>> START The records
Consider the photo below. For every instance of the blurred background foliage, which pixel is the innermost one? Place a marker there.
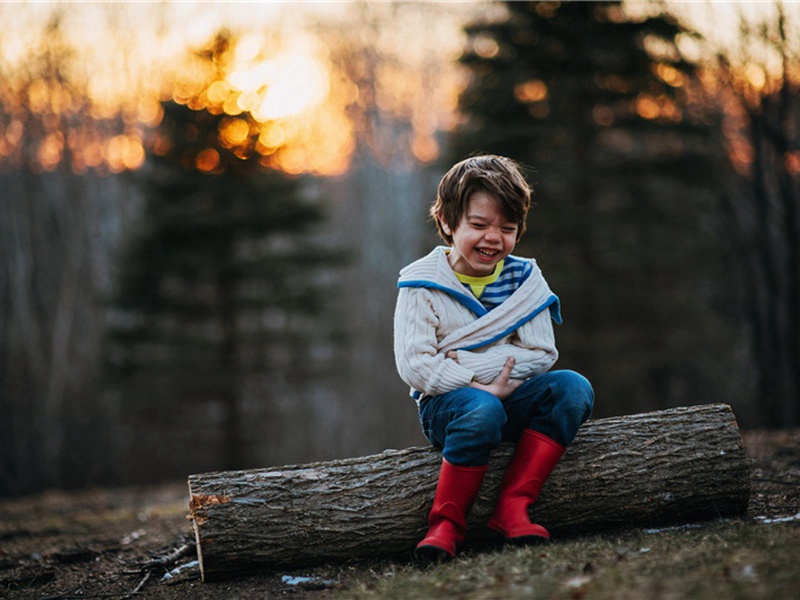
(201, 225)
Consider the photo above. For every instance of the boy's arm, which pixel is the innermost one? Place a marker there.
(418, 360)
(532, 347)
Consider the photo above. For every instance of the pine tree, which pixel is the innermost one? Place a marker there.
(222, 307)
(596, 103)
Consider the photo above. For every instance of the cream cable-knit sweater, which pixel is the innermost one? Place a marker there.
(435, 313)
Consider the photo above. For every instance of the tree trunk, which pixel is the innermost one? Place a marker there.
(673, 465)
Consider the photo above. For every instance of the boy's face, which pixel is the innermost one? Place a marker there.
(482, 238)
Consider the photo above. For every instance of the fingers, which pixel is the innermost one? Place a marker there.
(505, 372)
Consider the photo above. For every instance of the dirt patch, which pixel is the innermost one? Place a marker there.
(137, 542)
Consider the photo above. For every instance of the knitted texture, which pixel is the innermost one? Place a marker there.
(435, 314)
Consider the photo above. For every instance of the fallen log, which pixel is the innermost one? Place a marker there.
(676, 465)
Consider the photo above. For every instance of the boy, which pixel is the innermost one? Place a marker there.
(473, 338)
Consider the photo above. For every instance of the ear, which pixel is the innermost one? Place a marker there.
(445, 226)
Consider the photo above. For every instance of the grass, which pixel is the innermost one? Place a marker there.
(734, 559)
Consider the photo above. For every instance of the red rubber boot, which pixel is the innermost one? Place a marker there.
(534, 459)
(447, 521)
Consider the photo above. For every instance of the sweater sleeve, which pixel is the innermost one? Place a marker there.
(418, 360)
(532, 346)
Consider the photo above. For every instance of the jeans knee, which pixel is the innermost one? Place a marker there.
(484, 418)
(579, 395)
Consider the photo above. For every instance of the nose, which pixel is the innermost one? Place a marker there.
(493, 235)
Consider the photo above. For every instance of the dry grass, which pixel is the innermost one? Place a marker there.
(730, 559)
(92, 544)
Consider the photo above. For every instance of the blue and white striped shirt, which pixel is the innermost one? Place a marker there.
(496, 288)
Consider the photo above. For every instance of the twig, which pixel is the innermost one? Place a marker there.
(777, 481)
(141, 583)
(170, 559)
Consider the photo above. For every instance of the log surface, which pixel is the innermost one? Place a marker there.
(674, 465)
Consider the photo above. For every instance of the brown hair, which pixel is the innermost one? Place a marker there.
(497, 175)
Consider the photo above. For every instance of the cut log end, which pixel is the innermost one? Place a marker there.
(679, 464)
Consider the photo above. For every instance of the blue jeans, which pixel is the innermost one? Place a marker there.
(467, 423)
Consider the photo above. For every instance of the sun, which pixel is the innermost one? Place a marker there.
(291, 82)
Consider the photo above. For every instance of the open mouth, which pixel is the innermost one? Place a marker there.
(487, 253)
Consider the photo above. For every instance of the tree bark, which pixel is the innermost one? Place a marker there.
(674, 465)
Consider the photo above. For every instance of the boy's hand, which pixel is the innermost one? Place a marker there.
(501, 386)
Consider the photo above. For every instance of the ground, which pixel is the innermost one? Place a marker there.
(125, 543)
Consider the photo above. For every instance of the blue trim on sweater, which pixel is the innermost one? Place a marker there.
(469, 301)
(553, 303)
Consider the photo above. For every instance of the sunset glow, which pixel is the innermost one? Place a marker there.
(290, 96)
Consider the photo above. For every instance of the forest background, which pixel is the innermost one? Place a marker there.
(204, 209)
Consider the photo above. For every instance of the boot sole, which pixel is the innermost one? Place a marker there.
(426, 556)
(524, 540)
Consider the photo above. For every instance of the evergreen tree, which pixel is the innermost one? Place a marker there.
(596, 103)
(221, 313)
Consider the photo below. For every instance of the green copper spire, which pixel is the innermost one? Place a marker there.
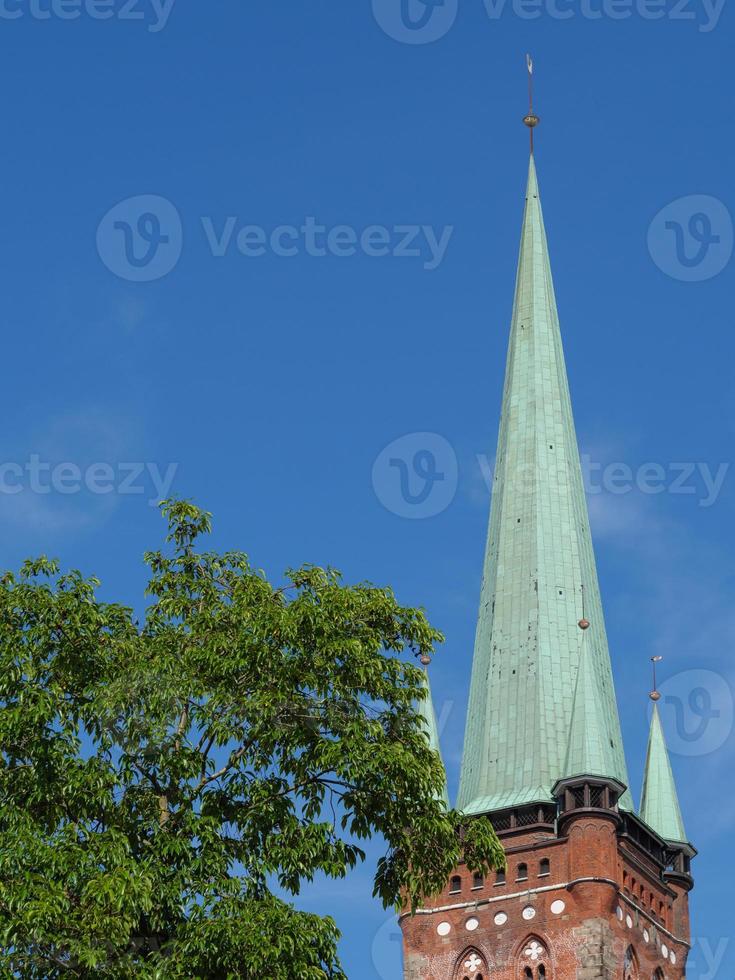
(426, 710)
(539, 575)
(588, 752)
(659, 801)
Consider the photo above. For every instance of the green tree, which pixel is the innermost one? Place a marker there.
(163, 785)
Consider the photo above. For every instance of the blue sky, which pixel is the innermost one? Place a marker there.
(266, 386)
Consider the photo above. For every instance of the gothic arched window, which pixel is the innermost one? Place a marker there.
(471, 966)
(534, 957)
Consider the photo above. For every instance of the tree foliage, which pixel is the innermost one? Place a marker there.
(167, 786)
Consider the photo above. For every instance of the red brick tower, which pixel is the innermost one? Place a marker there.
(593, 889)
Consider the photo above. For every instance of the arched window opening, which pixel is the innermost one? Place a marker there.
(533, 954)
(471, 966)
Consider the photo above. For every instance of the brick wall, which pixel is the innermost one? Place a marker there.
(578, 921)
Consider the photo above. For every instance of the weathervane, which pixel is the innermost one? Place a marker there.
(531, 120)
(655, 694)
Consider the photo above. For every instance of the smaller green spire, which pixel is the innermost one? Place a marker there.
(659, 801)
(426, 710)
(589, 752)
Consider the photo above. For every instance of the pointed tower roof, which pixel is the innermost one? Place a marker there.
(588, 750)
(659, 801)
(426, 710)
(539, 576)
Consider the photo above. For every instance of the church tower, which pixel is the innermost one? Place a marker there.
(592, 889)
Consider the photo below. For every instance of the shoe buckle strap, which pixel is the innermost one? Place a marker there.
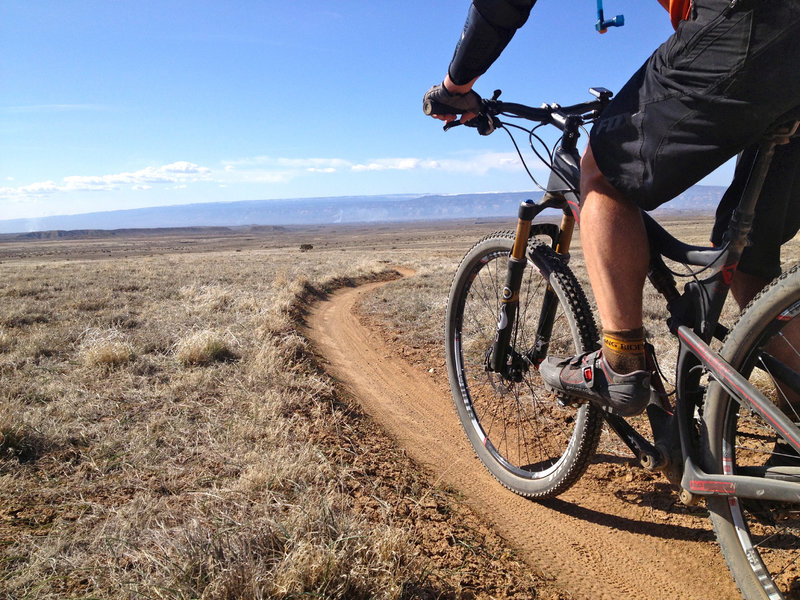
(588, 374)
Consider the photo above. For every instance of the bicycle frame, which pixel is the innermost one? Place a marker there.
(694, 321)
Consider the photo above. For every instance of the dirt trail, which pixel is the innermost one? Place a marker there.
(599, 540)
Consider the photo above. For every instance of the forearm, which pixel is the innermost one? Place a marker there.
(489, 27)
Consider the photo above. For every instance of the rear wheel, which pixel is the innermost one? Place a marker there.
(532, 444)
(760, 539)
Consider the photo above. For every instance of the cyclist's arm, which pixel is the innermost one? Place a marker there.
(489, 27)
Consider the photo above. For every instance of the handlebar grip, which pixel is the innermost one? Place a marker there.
(432, 107)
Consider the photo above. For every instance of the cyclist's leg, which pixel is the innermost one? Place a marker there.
(615, 248)
(710, 90)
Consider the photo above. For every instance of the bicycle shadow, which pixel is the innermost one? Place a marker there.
(655, 494)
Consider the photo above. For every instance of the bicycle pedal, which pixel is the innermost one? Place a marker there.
(565, 401)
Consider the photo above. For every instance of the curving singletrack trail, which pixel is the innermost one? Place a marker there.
(594, 540)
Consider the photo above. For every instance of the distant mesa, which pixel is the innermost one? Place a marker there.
(256, 215)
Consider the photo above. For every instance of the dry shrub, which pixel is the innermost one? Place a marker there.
(6, 340)
(18, 440)
(107, 349)
(204, 348)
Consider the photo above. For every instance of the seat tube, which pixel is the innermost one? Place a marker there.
(509, 298)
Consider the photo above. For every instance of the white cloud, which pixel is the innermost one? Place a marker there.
(259, 170)
(180, 173)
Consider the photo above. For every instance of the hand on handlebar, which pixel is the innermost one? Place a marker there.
(441, 104)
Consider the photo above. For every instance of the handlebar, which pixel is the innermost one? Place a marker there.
(562, 117)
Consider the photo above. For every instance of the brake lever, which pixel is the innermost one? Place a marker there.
(485, 124)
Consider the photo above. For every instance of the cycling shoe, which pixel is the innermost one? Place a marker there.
(589, 377)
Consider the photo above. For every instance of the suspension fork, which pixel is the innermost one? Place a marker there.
(509, 300)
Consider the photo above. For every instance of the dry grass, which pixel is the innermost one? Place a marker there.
(159, 427)
(164, 433)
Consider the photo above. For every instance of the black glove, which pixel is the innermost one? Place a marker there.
(438, 101)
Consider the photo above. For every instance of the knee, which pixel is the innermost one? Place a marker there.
(593, 180)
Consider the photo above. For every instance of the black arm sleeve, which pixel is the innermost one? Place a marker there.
(489, 27)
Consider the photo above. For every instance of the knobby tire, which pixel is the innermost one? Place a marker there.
(760, 540)
(529, 442)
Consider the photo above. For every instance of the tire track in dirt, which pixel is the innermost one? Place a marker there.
(592, 542)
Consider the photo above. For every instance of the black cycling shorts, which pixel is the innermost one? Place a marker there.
(712, 89)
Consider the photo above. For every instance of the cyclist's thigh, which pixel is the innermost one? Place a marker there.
(711, 89)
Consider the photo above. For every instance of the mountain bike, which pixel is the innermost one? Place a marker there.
(728, 433)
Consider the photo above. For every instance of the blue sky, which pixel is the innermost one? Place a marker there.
(108, 105)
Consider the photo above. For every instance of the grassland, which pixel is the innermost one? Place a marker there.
(166, 433)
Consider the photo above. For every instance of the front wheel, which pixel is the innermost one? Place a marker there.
(760, 539)
(527, 440)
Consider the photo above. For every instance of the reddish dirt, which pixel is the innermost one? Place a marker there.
(620, 532)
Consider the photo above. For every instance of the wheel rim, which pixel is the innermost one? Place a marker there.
(768, 533)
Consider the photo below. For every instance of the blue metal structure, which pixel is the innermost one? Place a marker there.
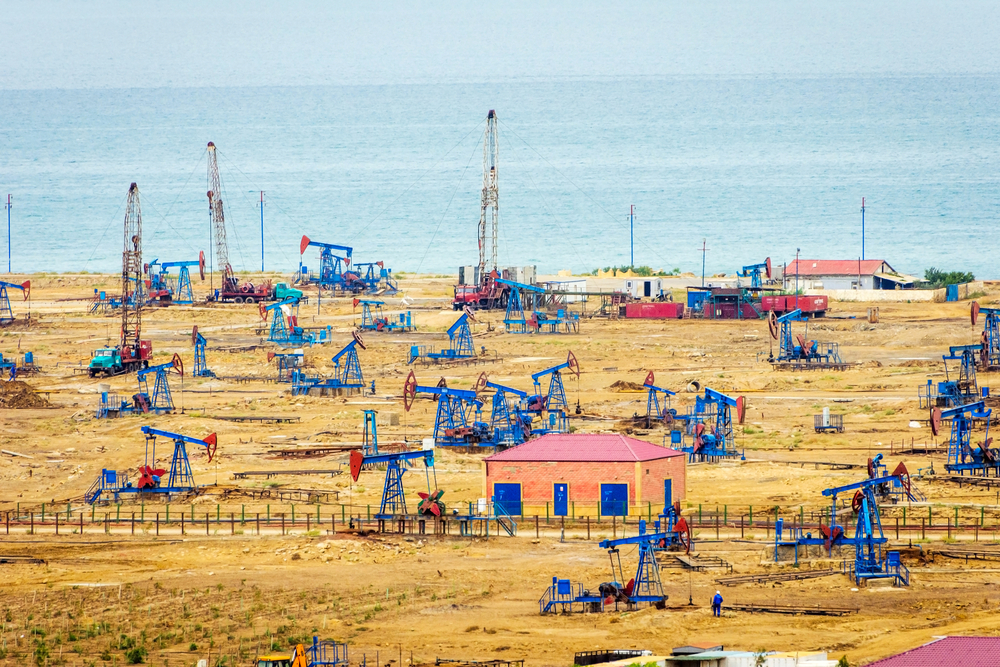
>> END The records
__Objective__
Copy out the stretch from the line containing "Consider the photo above. For every instance of the front" through the end of the records, word for word. Leave the pictures out of your answer.

__Reply__
Consider the photo above. For every instance of the front wheel, which pixel is the innermost one? Place a marker there.
(760, 539)
(527, 440)
Consider the photo above. For every instance of the reddish dirt, which pixel is the innermost one? Place a marker there.
(620, 532)
Consider the photo above. For every instance of the wheel rim, which pixel is the innermost one? Place a marker there.
(768, 533)
Consider the photo below. For every instance of the blue metal structure, which pixel is the innermost one? Place a marker there.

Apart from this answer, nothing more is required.